======== RECORD EXCERPTS ========
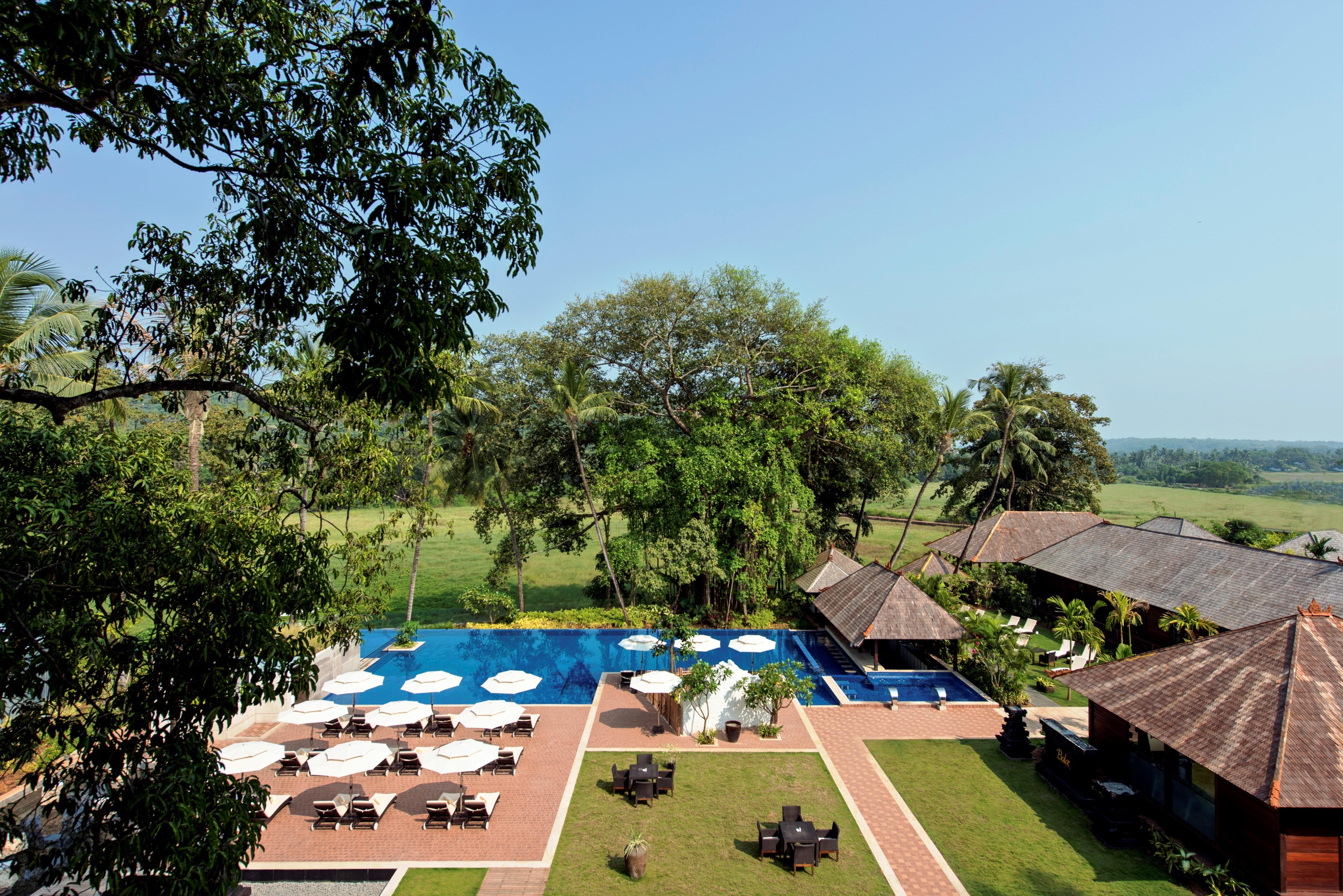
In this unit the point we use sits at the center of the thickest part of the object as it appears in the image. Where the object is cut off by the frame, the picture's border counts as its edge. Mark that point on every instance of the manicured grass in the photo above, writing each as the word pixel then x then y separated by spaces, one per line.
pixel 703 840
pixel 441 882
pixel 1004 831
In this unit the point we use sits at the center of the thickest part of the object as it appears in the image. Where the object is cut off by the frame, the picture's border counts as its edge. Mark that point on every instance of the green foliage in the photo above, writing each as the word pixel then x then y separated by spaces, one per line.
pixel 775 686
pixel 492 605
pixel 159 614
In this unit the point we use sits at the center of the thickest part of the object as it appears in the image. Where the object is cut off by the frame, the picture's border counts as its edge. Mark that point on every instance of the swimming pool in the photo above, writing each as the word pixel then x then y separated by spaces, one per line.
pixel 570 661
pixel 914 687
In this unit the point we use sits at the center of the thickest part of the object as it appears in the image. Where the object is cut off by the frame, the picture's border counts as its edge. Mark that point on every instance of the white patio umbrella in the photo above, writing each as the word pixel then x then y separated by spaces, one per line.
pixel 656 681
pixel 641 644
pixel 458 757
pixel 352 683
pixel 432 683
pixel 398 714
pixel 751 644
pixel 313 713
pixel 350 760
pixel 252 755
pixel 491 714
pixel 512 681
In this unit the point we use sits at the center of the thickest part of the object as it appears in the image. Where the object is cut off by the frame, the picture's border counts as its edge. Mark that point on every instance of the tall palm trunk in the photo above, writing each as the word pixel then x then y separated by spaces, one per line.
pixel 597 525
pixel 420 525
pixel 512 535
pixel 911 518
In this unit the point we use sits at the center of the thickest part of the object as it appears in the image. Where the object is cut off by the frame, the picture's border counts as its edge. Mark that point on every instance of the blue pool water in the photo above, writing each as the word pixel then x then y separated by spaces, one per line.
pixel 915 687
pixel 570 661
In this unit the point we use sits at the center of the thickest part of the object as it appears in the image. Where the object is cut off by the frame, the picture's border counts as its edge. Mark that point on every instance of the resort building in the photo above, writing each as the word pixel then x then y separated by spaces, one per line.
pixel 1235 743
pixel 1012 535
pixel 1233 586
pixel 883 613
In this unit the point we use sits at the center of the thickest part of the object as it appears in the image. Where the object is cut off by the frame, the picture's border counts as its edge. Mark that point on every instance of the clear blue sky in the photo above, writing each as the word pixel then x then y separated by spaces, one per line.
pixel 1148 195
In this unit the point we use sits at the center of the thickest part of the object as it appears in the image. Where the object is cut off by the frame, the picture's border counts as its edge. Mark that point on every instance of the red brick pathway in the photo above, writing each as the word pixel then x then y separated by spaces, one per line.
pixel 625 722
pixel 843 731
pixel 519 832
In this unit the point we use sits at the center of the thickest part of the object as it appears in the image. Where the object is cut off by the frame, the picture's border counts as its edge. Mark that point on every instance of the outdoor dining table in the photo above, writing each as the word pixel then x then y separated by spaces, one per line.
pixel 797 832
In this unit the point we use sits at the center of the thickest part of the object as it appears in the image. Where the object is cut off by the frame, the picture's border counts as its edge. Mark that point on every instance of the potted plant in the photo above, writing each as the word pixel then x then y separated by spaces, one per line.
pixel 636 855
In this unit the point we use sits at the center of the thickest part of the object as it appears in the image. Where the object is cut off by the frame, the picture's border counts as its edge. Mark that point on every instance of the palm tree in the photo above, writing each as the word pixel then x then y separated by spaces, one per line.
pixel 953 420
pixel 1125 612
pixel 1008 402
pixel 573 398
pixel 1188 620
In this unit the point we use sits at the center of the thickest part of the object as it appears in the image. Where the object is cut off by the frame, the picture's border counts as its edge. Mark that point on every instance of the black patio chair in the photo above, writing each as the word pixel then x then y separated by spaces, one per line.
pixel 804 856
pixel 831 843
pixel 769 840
========
PROBLEM DESCRIPTION.
Can you lay out each line of the rows above as a Markdown table with the columns "No." and "Line", numbering them in order, omitting blank lines, and leaving out the pictures?

SOLVED PROBLEM.
| No. | Line |
|---|---|
| 1 | In this unit the point we use sits at the center of the thickest part of the object as it appears in the image. Where the object is cut off by the frame, the picture's border counts as its edge. Mark that point on every instance of the manicured grass in the photo above, writing each as the word pixel then x then y separated by spaces, one per line. |
| 2 | pixel 703 840 |
| 3 | pixel 441 882 |
| 4 | pixel 1004 831 |
| 5 | In this unit the point we use sits at the center of the thickest part of the object as it appears in the image. Where the object is cut off by the frame, the picture's border counts as its edge. Mark that point on every instance of the green foliage in the photo above, writing each as the word pixel then x then y separated by spaces, one per line. |
| 6 | pixel 775 686 |
| 7 | pixel 492 605 |
| 8 | pixel 159 614 |
| 9 | In this unit the point we use sits at the center of the thickest part of the object as it appears in the image. Where the object is cut off by the frame, the picture's border counts as its edge. Mark that point on every instance of the swimming pool in the photo above, writing each as the word pixel then x then y separated by spaces, one per line. |
| 10 | pixel 570 661 |
| 11 | pixel 914 687 |
| 12 | In this unit the point we use sits at the center of the thickest part of the object as it appears in the image. Where the object is cut off by the frame, the picture's border counts as its edge. Mark that point on every instance of the white patio umbrella in the photo above, writing each as the word pixel then x then y separated by spaces, one per line. |
| 13 | pixel 656 681 |
| 14 | pixel 641 644 |
| 15 | pixel 458 757 |
| 16 | pixel 352 683 |
| 17 | pixel 432 683 |
| 18 | pixel 398 714 |
| 19 | pixel 751 644 |
| 20 | pixel 313 713 |
| 21 | pixel 350 760 |
| 22 | pixel 252 755 |
| 23 | pixel 491 714 |
| 24 | pixel 512 681 |
| 25 | In this unit the point we use sits at the center of the thickest part of the object as it appears in the image. Where the object is cut off by the frame, the picture's border counts as its edge. Mark that point on every instance of the tall palm trunk in the photo above, writing each as the word pixel then x then y separated by spaces, one per line. |
| 26 | pixel 597 525 |
| 27 | pixel 420 525 |
| 28 | pixel 512 535 |
| 29 | pixel 911 518 |
| 30 | In this unit the point we use sits at the center of the thickest part of the object as it appears in the image. Where the object is cut off by the frame, the picture's border counts as its edge. Mark that point on every instance of the blue pool water in the photo above, writing each as the word pixel then x then y separated by spaces, one per line. |
| 31 | pixel 915 687 |
| 32 | pixel 570 661 |
| 33 | In this unit the point we use sits at the center of the thickest part of the object as it appears in the image. Where the object is cut off by the frame, the picture's border counts as its edge. Mark that point on every instance of the resort building in the photo above, writing each as the word pixel then x then y separated by spaces, one per line. |
| 34 | pixel 1235 743 |
| 35 | pixel 1012 535 |
| 36 | pixel 1233 586 |
| 37 | pixel 883 613 |
| 38 | In this unit the point we use sits at the center of the thickest part of the object as it appears in the image. Where the object is cut off by the frame, the picture's border counts as its edge. Mark that point on every instance of the clear blue sky in the photo above, writing each as the word pixel then x then y separated by spaces, one per line. |
| 39 | pixel 1148 195 |
| 40 | In this unit the point we use sits at the center of the thickest part of the object as it appears in the image. Where the object is cut off by the frame, the picture's border counts as its edge. Mark that point on every instance of the red brick pathway in the photo above, writing each as the word pixel then x then y separated by spaces, one per line. |
| 41 | pixel 625 722 |
| 42 | pixel 843 731 |
| 43 | pixel 519 832 |
| 44 | In this unit the point we use sits at the center of the thickest part of the object as it appears in the image. Where the object is cut off by the frame, the picture's border counts as its edge. Mark that point on every instance of the outdoor dining table in the photo above, writing each as the word pixel then x then y separated by spaces, one per line. |
| 45 | pixel 797 832 |
| 46 | In this unit the point we use sits at the center of the thickest part of the object as it appears in the image. Where the object is cut off by the frame, the picture's border counts as its edge. Mark that point on every instance of the potted plant in the photo above, writing each as the word pixel then x then y separated by spaces, one per line. |
| 47 | pixel 636 855 |
| 48 | In this unit the point we use sits at the center of the thickest part of the object as it appears in the image. Where the object is cut off by the frame, the picture's border counts as its edge. Mark that point on every instance of the palm tree in the photo above, writing each as the word pixel then x then y separated by spaces, one per line. |
| 49 | pixel 953 420 |
| 50 | pixel 1125 612 |
| 51 | pixel 1008 402 |
| 52 | pixel 573 398 |
| 53 | pixel 1188 620 |
| 54 | In this unit the point we use sits at the center of the thickest part of the object as it appears in the image. Where the object is cut off by the frame, the picture's border counts as its edge. Mark that point on every instance of the black patio chair in the photo above, writing each as the word pixel then x then y separated by spaces, one per line. |
| 55 | pixel 804 856 |
| 56 | pixel 831 843 |
| 57 | pixel 769 840 |